▼

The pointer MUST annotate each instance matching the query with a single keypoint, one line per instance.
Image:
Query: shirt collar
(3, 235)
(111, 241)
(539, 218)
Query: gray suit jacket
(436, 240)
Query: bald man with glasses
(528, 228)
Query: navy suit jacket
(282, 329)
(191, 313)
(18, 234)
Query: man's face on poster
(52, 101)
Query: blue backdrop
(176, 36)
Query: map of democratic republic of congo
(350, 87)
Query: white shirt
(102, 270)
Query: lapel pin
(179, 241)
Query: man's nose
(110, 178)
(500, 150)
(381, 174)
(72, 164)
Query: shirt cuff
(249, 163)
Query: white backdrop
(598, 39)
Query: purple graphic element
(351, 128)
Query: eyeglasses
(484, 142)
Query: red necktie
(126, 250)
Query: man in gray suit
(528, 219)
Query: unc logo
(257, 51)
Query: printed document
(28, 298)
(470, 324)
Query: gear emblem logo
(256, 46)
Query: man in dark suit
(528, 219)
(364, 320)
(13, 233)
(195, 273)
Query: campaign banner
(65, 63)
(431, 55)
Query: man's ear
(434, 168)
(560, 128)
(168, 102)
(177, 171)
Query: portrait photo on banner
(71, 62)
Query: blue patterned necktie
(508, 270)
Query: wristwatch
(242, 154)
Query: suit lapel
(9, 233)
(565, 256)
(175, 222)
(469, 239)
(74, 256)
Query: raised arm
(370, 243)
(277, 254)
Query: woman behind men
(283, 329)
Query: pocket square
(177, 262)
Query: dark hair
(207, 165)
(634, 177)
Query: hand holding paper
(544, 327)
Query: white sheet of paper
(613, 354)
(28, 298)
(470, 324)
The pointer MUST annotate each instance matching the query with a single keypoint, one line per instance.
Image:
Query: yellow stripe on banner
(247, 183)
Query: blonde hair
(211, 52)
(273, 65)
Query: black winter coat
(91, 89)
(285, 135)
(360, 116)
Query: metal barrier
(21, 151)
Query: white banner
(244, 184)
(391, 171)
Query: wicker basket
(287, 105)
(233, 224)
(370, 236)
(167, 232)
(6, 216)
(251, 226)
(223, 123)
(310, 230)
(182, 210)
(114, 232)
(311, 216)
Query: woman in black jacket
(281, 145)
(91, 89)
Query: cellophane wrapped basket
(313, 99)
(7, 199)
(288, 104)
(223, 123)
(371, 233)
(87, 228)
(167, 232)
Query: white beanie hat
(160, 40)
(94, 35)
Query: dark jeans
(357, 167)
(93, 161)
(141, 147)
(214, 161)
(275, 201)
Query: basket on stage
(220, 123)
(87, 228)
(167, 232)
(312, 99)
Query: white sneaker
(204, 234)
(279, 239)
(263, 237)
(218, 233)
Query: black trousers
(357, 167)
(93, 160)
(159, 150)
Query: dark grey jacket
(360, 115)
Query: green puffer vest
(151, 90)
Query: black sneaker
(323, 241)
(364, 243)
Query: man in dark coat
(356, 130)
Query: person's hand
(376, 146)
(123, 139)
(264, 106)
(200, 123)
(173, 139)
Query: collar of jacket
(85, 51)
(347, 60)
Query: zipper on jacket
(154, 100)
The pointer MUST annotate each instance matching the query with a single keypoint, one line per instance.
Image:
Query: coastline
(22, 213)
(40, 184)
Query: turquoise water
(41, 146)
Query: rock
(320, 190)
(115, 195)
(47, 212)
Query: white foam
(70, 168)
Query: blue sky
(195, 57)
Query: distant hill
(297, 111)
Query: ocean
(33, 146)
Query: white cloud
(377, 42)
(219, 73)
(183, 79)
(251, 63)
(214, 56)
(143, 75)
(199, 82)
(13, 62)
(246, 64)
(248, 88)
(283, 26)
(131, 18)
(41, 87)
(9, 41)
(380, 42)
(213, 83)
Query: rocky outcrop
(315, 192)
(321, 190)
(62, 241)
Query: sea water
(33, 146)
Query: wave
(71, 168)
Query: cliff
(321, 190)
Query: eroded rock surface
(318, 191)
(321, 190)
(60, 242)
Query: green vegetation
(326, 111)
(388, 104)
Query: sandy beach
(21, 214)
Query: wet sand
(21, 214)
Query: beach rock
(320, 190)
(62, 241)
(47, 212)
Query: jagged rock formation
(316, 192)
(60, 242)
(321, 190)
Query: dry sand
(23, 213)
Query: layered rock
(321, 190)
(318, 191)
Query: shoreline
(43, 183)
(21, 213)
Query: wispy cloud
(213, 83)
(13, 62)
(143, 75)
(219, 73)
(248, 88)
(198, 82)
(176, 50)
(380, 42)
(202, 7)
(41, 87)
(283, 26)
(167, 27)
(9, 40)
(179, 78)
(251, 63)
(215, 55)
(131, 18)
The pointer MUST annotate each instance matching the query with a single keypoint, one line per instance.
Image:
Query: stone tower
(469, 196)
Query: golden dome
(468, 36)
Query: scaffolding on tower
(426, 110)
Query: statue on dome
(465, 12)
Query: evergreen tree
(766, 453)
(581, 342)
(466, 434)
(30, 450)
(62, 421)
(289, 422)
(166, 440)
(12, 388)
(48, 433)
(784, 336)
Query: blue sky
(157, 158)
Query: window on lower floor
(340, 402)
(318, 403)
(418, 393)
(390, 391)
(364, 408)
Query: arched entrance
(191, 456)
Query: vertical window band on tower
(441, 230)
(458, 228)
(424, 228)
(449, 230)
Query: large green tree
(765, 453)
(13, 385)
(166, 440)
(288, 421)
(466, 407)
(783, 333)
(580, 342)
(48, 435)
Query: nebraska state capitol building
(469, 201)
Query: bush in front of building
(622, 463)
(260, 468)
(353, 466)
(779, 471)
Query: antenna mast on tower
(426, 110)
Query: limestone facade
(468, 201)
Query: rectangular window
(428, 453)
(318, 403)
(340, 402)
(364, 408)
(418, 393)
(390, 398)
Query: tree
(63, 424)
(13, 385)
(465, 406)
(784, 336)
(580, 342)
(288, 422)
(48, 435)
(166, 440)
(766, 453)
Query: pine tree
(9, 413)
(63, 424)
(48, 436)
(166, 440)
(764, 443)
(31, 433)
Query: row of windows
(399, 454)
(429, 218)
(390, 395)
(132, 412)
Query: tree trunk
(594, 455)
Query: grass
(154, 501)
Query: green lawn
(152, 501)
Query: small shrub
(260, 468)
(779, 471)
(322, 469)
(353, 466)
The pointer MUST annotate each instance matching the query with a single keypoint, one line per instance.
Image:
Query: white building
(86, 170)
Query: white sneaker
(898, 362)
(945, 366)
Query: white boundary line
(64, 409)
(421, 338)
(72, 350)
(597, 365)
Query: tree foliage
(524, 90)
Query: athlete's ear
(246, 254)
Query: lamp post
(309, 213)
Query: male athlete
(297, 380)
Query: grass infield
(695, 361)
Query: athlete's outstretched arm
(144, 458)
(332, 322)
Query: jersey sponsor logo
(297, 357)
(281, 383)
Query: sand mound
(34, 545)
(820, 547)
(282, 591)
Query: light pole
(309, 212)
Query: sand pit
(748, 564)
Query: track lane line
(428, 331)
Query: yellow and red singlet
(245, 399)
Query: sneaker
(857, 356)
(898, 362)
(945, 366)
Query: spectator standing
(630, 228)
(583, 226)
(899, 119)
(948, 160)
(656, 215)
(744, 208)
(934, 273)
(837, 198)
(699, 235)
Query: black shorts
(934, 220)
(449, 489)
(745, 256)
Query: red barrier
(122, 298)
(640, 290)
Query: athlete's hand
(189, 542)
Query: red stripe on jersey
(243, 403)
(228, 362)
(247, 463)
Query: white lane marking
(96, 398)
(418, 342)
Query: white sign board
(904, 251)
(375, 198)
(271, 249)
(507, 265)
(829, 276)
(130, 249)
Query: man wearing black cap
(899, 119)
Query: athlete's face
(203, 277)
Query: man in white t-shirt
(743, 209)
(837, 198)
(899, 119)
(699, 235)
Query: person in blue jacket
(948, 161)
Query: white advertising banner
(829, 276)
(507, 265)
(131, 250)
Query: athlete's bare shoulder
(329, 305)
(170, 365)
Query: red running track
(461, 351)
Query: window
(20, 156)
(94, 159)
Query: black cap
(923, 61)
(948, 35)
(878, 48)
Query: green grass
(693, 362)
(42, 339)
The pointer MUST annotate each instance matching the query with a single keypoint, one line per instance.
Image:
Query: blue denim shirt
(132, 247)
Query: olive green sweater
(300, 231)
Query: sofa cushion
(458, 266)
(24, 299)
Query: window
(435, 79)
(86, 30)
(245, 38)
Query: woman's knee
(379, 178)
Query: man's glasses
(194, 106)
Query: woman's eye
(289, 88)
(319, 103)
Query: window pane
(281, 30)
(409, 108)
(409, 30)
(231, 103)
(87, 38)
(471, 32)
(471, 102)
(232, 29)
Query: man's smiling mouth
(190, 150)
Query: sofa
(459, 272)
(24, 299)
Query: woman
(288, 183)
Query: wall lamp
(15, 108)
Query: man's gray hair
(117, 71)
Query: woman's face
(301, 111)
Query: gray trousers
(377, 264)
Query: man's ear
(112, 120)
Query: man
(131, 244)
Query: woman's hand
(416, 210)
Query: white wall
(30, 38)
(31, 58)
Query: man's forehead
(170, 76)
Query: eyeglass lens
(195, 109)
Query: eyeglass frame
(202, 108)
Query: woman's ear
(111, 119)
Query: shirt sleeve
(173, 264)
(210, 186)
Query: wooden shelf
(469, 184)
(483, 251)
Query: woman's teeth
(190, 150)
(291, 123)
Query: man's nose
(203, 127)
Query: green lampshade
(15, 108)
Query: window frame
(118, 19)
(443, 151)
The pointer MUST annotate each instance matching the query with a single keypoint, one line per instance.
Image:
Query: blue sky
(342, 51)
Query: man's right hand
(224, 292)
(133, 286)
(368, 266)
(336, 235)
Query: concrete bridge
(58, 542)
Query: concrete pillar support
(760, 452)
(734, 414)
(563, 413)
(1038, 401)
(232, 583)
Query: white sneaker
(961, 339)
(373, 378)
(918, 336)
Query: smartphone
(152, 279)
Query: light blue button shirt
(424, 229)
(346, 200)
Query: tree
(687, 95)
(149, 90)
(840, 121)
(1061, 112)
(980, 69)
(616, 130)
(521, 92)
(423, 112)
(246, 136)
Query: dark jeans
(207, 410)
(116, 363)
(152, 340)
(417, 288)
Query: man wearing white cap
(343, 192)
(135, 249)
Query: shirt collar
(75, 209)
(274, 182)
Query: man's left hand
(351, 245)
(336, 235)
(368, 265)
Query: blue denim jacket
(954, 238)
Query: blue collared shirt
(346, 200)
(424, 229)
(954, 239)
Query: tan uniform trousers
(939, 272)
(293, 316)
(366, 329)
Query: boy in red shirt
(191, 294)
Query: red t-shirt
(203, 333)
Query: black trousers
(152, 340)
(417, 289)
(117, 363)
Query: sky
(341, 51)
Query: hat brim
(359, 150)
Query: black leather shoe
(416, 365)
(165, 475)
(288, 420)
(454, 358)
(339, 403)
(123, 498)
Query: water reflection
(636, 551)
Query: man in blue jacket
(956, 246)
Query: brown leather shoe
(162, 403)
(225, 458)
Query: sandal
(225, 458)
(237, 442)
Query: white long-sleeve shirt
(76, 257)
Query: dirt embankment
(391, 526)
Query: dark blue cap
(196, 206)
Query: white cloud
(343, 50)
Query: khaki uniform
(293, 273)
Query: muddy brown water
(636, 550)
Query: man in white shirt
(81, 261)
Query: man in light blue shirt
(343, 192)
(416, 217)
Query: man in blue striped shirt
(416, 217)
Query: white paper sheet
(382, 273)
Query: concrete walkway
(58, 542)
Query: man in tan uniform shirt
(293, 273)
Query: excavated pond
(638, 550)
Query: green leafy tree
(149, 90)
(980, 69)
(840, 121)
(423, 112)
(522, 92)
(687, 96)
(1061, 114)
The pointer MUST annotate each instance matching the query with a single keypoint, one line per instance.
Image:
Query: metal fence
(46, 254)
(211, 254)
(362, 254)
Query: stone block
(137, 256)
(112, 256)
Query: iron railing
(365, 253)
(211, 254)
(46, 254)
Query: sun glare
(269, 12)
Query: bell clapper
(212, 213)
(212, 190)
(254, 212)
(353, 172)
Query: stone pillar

▲

### TASK STATEMENT
Exact copies of the lines from the one containing "Query: black leather shoe" through the final line of the records are all the answer should hold.

### WORKED SOLUTION
Query: black leather shoe
(416, 365)
(165, 475)
(288, 420)
(454, 358)
(339, 403)
(123, 498)
Query: water reflection
(636, 551)
Query: man in blue jacket
(956, 246)
Query: brown leather shoe
(162, 403)
(225, 458)
Query: sandal
(225, 458)
(237, 442)
Query: white long-sleeve shirt
(76, 257)
Query: dirt embankment
(391, 526)
Query: dark blue cap
(196, 206)
Query: white cloud
(343, 50)
Query: khaki uniform
(293, 273)
Query: muddy brown water
(636, 550)
Query: man in white shirt
(81, 261)
Query: man in light blue shirt
(343, 192)
(416, 217)
Query: man in blue striped shirt
(416, 217)
Query: white paper sheet
(382, 273)
Query: concrete walkway
(58, 542)
Query: man in tan uniform shirt
(293, 273)
Query: excavated pond
(638, 550)
Query: green leafy tree
(149, 90)
(980, 69)
(840, 121)
(423, 112)
(522, 92)
(687, 96)
(1061, 114)
The pointer MUST annotate each instance matching the query with a single keypoint, one line per instance.
Image:
Query: metal fence
(46, 254)
(211, 254)
(362, 254)
Query: stone block
(137, 256)
(112, 256)
Query: iron railing
(365, 253)
(211, 254)
(46, 254)
Query: sun glare
(269, 12)
Query: bell clapper
(212, 213)
(212, 190)
(254, 212)
(353, 172)
Query: stone pillar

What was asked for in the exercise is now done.